§ Stored items from a collection
• • • • •

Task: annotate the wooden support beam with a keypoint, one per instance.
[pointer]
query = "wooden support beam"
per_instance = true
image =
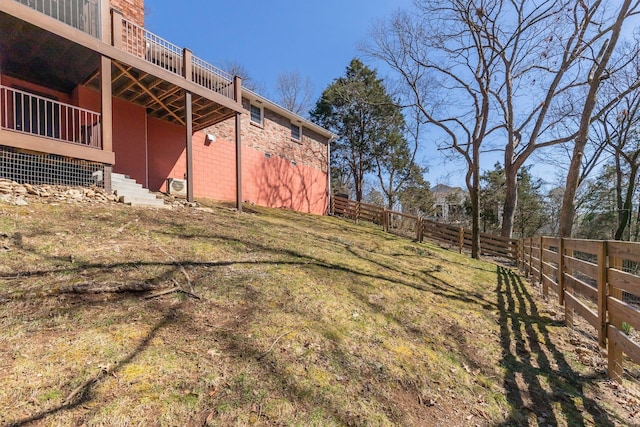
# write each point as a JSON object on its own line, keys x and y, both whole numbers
{"x": 189, "y": 149}
{"x": 106, "y": 102}
{"x": 105, "y": 22}
{"x": 155, "y": 98}
{"x": 238, "y": 162}
{"x": 116, "y": 28}
{"x": 237, "y": 81}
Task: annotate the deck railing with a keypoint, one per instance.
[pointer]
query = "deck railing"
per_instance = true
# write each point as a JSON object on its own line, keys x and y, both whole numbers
{"x": 142, "y": 43}
{"x": 32, "y": 114}
{"x": 81, "y": 14}
{"x": 206, "y": 75}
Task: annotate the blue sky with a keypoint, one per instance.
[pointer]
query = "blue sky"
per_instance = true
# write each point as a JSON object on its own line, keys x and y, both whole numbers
{"x": 315, "y": 38}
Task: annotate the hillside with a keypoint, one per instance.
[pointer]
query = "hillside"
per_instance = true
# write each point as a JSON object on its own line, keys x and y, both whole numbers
{"x": 274, "y": 318}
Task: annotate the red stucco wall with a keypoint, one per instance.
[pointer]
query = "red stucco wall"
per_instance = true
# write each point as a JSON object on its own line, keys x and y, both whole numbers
{"x": 147, "y": 146}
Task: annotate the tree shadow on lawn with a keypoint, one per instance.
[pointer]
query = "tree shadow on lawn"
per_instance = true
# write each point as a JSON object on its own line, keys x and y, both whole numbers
{"x": 83, "y": 394}
{"x": 539, "y": 382}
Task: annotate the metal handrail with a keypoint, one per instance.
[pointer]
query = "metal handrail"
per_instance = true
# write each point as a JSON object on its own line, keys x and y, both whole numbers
{"x": 27, "y": 113}
{"x": 81, "y": 14}
{"x": 142, "y": 43}
{"x": 212, "y": 78}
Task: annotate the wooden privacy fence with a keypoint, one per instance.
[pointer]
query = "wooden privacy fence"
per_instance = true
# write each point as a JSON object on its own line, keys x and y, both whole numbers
{"x": 415, "y": 227}
{"x": 597, "y": 280}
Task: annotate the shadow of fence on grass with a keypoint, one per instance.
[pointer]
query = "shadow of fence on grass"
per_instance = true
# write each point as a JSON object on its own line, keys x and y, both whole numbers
{"x": 540, "y": 385}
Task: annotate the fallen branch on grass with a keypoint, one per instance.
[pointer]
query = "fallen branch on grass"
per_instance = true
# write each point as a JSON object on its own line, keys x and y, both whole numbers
{"x": 82, "y": 389}
{"x": 172, "y": 290}
{"x": 108, "y": 287}
{"x": 273, "y": 344}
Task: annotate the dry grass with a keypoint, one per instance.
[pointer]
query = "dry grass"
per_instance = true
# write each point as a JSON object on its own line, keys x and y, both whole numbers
{"x": 302, "y": 321}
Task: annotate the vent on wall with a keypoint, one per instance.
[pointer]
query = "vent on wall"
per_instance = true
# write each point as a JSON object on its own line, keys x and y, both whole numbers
{"x": 177, "y": 187}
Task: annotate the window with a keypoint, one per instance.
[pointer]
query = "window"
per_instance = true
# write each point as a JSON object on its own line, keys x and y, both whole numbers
{"x": 257, "y": 114}
{"x": 295, "y": 132}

• • • • •

§ Exercise aim
Return all of the entries exactly as written, but drop any pictures they hold.

§ Response box
Task: annotate the wooden support beam with a keypoint, one per instance.
[pointer]
query = "wooden support beam"
per_instance = true
image =
# write each point as a JSON object on its own line, keys x and y, both whole numbers
{"x": 189, "y": 149}
{"x": 106, "y": 102}
{"x": 105, "y": 22}
{"x": 155, "y": 98}
{"x": 238, "y": 162}
{"x": 116, "y": 28}
{"x": 237, "y": 81}
Task: annotate the deck railing with a keypoint, one per instance.
[pointer]
query = "deck railing"
per_instance = true
# write each point as a JSON object on its own line, keys x and y, both whole numbers
{"x": 142, "y": 43}
{"x": 32, "y": 114}
{"x": 81, "y": 14}
{"x": 206, "y": 75}
Task: annotate the blue sky with a keypoint, one per instance.
[pointer]
query = "blue sky"
per_instance = true
# write each point as a JSON object on its own line, keys x and y, both whole numbers
{"x": 315, "y": 38}
Task: annotate the hillside with a keypoint, one per instance.
[pointer]
query = "hillside"
per_instance = true
# write each point as a JSON object on its own line, keys x and y, both whole numbers
{"x": 274, "y": 318}
Task: annotate the red stucco wall with a keypoint, one per instance.
[pointer]
query = "red stucco wall"
per_instance = true
# write each point as a JSON object on its own line, keys x and y, both whole numbers
{"x": 147, "y": 146}
Task: annotate the tree shadow on lawn with a keypoint, one per instance.
[pointer]
query = "tree shadow on lawn"
per_instance = true
# write each point as a JSON object on its own line, keys x and y, both whole numbers
{"x": 83, "y": 394}
{"x": 539, "y": 382}
Task: annotate the metal handrail with a keypoint, one per instance.
[pointer]
query = "metal handrail"
per_instance = true
# write each point as a JSON object on its own line, keys x and y, both whole numbers
{"x": 27, "y": 113}
{"x": 81, "y": 14}
{"x": 142, "y": 43}
{"x": 212, "y": 78}
Task: annotate the wooden privacy fence with a keypoint, one per instance.
[pointer]
query = "wooden privacy fence"
per_instance = true
# write each point as a JSON object on its own line, keys x and y, both whole numbers
{"x": 415, "y": 227}
{"x": 597, "y": 280}
Task: annotate the shadow of fence on grass with a keypoint, one per instance.
[pointer]
query = "shadow of fence on grass"
per_instance = true
# write each point as a JSON object on its own line, keys x and y, both whole numbers
{"x": 540, "y": 385}
Task: annotate the fallen branch on grass with a keypoint, one per instance.
[pointer]
query = "fallen branch on grass"
per_instance = true
# write each point as a JSON object on its own line, keys x and y, both whole numbers
{"x": 82, "y": 389}
{"x": 172, "y": 290}
{"x": 108, "y": 287}
{"x": 273, "y": 344}
Task: annotate the dry grass with a keypoint, one per instance.
[pointer]
query = "dry grass"
per_instance = true
# write each point as a JSON object on its own line, keys x and y, both whole numbers
{"x": 302, "y": 321}
Task: annotate the vent on wall with a keypoint, one per instance.
[pointer]
query = "vent on wall"
per_instance = true
# write each point as a JSON object on its own line, keys x and y, both whole numbers
{"x": 177, "y": 187}
Task: annotate the window with a keypoint, one per instance.
[pointer]
query = "window"
per_instance = true
# write each point as a JSON object on its own line, keys x and y, both whole numbers
{"x": 257, "y": 114}
{"x": 295, "y": 132}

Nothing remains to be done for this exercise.